Your tasks:
1. Answer these from the blog posts:
(a) In which city does the support group start in March 2012?
(b) At what age did the writer walk into a massage parlor in Berkeley?
(c) Who interviewed the writer on Ask A Heartbeat Blogtalk Radio?
2. Please pull out the passage of the blog posts from "Monday, January 10, 2011" to "Predator--Protecting Your Daughter.", word for word.
(Quoted passage Opens)
Thursday, February 2, 2012

Inquiries

I have been so busy that this blog and my emails have gone unanswered and for those of you who have written, I apologize. I am just now catching up on my correspondence.

The question I keep hearing, from the United Kingdom to the Florida panhandle, is "Where are support groups for us, the parents and friends of those caught in the sex industry?" The answer--there is none right now.

Ours starts in Phoenix in March 2012; I am still finalizing the meeting place. We will meet once a month and hopefully build a presence. Often, because drugs are involved for sex workers, you may find Alanon or Naranon helpful to you. You CAN have a life of balance despite the bad choices others make in their lives.

Stay tuned for more frequent updates as we ramp up. We can be contacted at becauseshematters@gmail.com.

Sunday, May 22, 2011

Support Group Forming for Families of Sex Trafficking Victims

At the age of 16 after my drug dealer boyfriend kicked me to the curb due my increasing heroin habit, I walked into a massage parlor in Berkeley and got a job. I wasn’t quite sure what working there entailed, but I needed money for drugs and I didn’t want to steal. There were several men and many women eager to “turn me out” and teach me what I needed to know to make money.

I hadn’t even turned 18 by the time I hit the motels of the Oakland “stroll.” The Oakland vice cops routinely “jacked me up,” slapped me around, called me names, and once left me seriously injured on the side of the street to find my own way to a hospital. Never once did the police ask my age or offer any assistance. They just found ways to harass, belittle, and intimidate all the working girls and arrest us for various misdemeanors. Life was a series of rapes, beatings, near-death experiences and days in jail here and there followed by more violence.

When the brutality of the Oakland streets became too much for me, I came to Phoenix, where the cops were like Disneyland characters compared to the Oakland police, and the pimps left me more or less alone to ply my trade.
I tell you this because today, more than 20 years after my exit from the sex industry, I still ask myself “What if?” What if my parents had known what to do when they learned about my drug addiction and subsequent slide into sex work? In 1970, there were no support groups for bereaved parents, no Naranon for the families of drug addicts, no school counselors with skill in drug use intervention. There was only my mother and father and their shamed, bewildered silence.

The reality is this — there are many, many underage children plying their trade on the streets, in massage parlors, and in topless bars. Some are trafficked; some are there to support a drug addiction; many are single mothers supporting their children at a steep cost to their self-esteem. I was fortunate. I found a way out. I had supportive parents and was able to exit the sex industry, and now, two decades later, work to help girls exit the sex trade and offer support for family members who have loved ones in the industry. That is my passion.

Because She Matters will be starting a support group for parents and loved ones of those in the sex industry. Whether they are in the industry by choice, or trafficked and held against their will, the families impacted by sex trafficking need a voice. Because She Matters hopes to be that unified voice.
We can be contacted at becauseshematters@gmail.com.

Monday, January 10, 2011

Exiting the sex industry

Here is the link to my recent radio show on Talk Radio. The show went well and we hope that this helps bring hope to those struggling to exit the industry or who have loved ones in the industry.

Tuesday, October 5, 2010

My interview with Deborah Cooper on Ask A Heartbeat Blogtalk Radio went very well. Here is the link if you would like to listen.


Friday, October 1, 2010

Tomorrow night at 7 p.m. Pacific time I'll be a guest on the talk radio show title Human Trafficking: Recognizing a Predator--Protecting Your Daughter.
(Quoted passage Closes)
(Information provided Opens)
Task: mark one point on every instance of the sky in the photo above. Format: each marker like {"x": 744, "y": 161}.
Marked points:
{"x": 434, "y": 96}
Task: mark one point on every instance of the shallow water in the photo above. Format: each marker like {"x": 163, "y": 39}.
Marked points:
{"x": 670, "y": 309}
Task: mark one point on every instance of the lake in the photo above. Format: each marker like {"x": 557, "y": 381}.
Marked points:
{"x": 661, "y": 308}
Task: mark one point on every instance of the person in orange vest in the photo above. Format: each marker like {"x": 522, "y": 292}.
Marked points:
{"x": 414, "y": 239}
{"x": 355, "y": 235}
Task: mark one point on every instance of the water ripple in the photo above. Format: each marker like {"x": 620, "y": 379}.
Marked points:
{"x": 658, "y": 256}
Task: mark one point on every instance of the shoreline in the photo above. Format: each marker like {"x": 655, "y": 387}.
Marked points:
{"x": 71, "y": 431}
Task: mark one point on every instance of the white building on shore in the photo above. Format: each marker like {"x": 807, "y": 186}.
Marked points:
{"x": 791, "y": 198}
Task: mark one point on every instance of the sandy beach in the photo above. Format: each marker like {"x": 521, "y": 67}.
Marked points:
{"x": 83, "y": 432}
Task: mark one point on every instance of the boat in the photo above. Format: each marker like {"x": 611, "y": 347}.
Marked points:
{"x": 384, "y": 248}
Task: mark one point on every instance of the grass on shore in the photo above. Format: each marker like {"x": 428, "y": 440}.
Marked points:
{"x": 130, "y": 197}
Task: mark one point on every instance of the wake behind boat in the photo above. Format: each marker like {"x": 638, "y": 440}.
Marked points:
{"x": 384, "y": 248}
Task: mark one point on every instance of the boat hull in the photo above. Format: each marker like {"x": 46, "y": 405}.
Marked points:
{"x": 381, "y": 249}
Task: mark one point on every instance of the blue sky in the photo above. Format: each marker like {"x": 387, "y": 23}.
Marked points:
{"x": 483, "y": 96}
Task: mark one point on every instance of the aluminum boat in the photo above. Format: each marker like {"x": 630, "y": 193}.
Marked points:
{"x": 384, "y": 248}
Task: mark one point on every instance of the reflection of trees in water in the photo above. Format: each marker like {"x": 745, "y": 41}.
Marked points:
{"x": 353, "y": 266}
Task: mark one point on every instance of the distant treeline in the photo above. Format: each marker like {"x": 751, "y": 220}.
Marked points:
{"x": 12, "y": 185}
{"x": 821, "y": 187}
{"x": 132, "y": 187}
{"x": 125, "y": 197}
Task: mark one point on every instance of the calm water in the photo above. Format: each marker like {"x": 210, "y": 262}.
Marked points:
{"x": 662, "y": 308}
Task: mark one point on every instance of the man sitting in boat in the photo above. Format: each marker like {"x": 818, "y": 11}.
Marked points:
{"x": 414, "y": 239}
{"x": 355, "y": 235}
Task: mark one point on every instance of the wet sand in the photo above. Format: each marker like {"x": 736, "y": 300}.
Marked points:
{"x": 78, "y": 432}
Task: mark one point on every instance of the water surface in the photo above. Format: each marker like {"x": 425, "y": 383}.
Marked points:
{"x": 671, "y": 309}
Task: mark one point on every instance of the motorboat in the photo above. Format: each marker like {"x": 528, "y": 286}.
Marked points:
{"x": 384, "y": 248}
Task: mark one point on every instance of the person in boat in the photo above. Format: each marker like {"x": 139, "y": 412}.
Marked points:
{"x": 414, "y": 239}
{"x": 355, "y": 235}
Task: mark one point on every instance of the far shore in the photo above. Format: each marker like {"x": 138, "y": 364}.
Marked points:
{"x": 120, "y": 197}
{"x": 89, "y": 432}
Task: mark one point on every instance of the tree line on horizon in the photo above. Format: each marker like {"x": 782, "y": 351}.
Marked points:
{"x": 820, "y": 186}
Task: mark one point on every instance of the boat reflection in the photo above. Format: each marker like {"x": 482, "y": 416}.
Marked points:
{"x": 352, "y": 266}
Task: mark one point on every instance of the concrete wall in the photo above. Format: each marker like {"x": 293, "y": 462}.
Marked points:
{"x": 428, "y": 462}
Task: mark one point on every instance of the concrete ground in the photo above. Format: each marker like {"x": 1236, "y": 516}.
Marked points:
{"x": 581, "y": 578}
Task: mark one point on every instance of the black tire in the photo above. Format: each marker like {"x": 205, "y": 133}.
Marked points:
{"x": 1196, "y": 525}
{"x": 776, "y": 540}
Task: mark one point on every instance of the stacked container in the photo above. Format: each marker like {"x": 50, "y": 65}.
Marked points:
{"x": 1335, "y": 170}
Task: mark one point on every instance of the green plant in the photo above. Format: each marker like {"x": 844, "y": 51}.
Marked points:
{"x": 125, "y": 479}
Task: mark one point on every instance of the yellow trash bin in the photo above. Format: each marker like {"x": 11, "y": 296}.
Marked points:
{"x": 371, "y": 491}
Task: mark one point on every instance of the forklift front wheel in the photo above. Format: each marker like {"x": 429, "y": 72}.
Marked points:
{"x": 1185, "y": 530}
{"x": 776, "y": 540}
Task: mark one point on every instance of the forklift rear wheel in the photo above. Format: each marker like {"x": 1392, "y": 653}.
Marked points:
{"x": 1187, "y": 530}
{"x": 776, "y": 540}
(Information provided Closes)
Responses to the exercise:
1.
(a) Phoenix
(b) 16
(c) Deborah Cooper

2.
Monday, January 10, 2011

Exiting the sex industry

Here is the link to my recent radio show on Talk Radio. The show went well and we hope that this helps bring hope to those struggling to exit the industry or who have loved ones in the industry.

Tuesday, October 5, 2010

My interview with Deborah Cooper on Ask A Heartbeat Blogtalk Radio went very well. Here is the link if you would like to listen.


Friday, October 1, 2010

Tomorrow night at 7 p.m. Pacific time I'll be a guest on the talk radio show title Human Trafficking: Recognizing a Predator--Protecting Your Daughter.